§ **Supplied text**:
Data Source Profiling Processes

In a variety of embodiments, data source profiling processes include characterizing the similarity between data sources in terms of their factuality of reporting and political bias. In order to determine similar data sources, a variety of metadata, including audience similarity can be used. In particular, if an audience has a common interest in some data sources, then those data sources are likely similar in some respects. Similar data sources can be used to generate a source similarity graph for a data source that identifies data sources that are similar to and/or different from the data source. The data source can be classified based on the source similarity graph and notifications can be provided that indicate the determined classification. In a variety of embodiments, the metadata for a data source includes a variety of user engagement statistics in order to better model the relationships between data sources.
FIG. 3A illustrates a flowchart of a process for classifying a data source in accordance with an example embodiment of the present disclosure. The process 300 includes obtaining (310) a target data source. In many embodiments, a data source is obtained using a reference, such as a the Uniform Resource Locator (URL), that can be used to locate and/or access the data source via a network. However, any indication of a data source, such as an Internet Protocol (IP) address, can be used to identify the target data source in accordance with embodiments of the invention.
Metadata can be determined (312). The metadata for a particular data source can include a variety of data including audience data, a visitor profile, traffic data, bounce rate, link scores, viewing behavior data, and the like. In particular, the metadata can be used to provide an accurate characterization of a data source and identify similar data sources within a data source database. A variety of processes for generating a node for a data source are described herein, particularly with respect to FIG. 4 . A variety of processes for determining a variety of metadata for a data source are described herein, particularly with respect to FIG. 5 .

§ **Parts of the exercise**:
A. According to the data source profiling text, why can audience similarity help find similar data sources?
B. Rewrite the data source profiling text from "Metadata can be determined" to "to FIG. 5 .", swapping "bounce rate" for "exit rate".

§ **Labeled area outline entries**:

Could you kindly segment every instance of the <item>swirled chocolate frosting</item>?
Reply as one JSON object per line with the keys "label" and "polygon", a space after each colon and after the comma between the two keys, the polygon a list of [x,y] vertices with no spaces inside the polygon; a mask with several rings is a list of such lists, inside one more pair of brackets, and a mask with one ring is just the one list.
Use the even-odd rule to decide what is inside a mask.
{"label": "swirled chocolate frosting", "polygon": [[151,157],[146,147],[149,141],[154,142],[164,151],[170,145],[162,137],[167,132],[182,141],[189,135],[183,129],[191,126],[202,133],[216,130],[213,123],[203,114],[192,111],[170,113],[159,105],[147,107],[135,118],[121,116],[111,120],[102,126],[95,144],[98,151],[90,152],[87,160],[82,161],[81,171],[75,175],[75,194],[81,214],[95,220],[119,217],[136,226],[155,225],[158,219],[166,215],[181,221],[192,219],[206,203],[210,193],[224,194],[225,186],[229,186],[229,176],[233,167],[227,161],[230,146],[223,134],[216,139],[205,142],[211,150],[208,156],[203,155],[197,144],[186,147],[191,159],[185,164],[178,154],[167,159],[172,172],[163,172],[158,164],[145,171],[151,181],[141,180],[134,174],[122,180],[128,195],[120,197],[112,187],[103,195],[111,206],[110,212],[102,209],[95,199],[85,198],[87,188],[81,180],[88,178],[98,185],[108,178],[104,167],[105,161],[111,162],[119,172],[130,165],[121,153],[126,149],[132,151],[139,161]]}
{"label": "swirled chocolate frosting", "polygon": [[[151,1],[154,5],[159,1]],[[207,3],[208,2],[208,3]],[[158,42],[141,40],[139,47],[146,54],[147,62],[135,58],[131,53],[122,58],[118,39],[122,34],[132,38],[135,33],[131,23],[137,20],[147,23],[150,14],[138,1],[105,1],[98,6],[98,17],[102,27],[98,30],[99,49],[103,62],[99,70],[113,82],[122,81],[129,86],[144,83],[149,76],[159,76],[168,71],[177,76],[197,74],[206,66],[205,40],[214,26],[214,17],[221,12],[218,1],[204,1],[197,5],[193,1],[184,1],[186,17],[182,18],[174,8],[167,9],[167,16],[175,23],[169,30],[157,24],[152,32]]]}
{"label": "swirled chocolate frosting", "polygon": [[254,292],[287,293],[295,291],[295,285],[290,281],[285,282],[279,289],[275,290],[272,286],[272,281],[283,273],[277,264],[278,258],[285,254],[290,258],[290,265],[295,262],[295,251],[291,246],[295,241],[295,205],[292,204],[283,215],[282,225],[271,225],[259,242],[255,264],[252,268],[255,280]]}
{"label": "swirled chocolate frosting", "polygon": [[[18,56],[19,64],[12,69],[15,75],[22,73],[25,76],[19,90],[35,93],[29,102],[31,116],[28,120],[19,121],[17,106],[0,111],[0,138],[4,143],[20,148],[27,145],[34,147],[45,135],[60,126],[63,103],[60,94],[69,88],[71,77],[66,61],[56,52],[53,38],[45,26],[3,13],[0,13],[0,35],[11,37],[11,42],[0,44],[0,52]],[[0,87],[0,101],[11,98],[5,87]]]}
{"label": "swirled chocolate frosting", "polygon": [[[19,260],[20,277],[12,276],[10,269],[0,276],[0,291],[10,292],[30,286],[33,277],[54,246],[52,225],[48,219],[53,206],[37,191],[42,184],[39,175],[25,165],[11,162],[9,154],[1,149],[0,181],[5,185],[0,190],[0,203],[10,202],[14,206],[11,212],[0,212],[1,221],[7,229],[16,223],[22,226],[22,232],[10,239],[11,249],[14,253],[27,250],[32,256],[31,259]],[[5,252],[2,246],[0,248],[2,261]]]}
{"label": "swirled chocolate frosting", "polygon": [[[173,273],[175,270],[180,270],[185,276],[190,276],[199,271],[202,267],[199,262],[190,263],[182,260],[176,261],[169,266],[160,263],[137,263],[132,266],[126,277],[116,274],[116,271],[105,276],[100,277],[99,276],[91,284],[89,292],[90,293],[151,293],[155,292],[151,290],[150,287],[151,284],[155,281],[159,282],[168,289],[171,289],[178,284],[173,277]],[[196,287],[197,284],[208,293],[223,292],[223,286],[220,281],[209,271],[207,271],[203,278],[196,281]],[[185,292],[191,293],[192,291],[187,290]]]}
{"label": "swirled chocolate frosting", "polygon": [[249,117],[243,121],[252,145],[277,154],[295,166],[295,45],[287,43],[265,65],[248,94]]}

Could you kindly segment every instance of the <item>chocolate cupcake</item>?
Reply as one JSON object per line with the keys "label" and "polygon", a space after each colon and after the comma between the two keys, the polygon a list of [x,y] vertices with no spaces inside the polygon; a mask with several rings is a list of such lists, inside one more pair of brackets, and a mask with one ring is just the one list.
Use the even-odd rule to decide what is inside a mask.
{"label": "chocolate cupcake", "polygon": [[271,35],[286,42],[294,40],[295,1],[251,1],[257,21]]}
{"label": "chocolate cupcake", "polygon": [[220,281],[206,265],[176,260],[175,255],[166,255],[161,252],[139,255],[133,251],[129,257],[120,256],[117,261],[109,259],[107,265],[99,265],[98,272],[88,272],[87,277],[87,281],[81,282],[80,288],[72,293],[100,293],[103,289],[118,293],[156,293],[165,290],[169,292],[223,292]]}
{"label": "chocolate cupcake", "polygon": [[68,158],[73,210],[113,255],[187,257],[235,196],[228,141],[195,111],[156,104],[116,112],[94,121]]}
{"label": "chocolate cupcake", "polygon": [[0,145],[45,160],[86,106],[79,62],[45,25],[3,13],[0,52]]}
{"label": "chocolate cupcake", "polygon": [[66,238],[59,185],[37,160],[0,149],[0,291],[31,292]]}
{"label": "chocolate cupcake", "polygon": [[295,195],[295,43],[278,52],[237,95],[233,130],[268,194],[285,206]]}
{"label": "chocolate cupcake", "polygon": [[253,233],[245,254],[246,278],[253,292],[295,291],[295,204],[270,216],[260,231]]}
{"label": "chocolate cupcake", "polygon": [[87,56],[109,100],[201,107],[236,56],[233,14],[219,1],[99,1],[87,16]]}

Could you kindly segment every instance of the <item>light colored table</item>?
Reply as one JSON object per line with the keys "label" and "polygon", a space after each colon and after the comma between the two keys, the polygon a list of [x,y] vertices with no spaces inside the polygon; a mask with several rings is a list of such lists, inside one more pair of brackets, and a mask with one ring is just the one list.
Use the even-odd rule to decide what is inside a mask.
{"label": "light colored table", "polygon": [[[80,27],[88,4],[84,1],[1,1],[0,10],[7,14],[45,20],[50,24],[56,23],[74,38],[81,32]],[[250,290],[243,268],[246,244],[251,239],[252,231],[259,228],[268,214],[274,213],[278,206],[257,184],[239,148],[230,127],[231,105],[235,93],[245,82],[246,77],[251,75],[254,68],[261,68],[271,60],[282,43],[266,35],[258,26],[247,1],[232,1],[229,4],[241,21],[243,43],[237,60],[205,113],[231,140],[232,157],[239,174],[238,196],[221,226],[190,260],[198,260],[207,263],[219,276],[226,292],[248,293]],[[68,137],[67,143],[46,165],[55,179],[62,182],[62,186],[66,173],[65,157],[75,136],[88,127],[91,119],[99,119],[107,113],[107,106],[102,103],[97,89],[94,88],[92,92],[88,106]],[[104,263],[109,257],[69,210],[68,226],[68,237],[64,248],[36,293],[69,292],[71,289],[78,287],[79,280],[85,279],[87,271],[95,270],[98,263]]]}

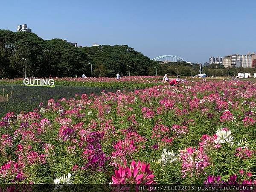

§ **Expected outputs**:
A. If an audience has a common interest in some data sources, those data sources are likely similar in some respects.

B.
Metadata can be determined (312). The metadata for a particular data source can include a variety of data including audience data, a visitor profile, traffic data, exit rate, link scores, viewing behavior data, and the like. In particular, the metadata can be used to provide an accurate characterization of a data source and identify similar data sources within a data source database. A variety of processes for generating a node for a data source are described herein, particularly with respect to FIG. 4 . A variety of processes for determining a variety of metadata for a data source are described herein, particularly with respect to FIG. 5 .